[Object position labeling rows]
--- start ---

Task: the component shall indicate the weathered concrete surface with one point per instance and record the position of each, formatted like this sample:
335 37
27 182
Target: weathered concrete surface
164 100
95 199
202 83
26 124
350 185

--- end ---

Objective: Update the rows so that every "weathered concrete surface" becomes "cracked concrete surface", with everything else left the same.

Full answer:
Task: the component shall indicate the cracked concrete surface with one point per instance and record the position of each, formatted like this sample:
335 37
27 182
Target: cracked concrete surface
164 100
95 199
202 83
26 124
350 185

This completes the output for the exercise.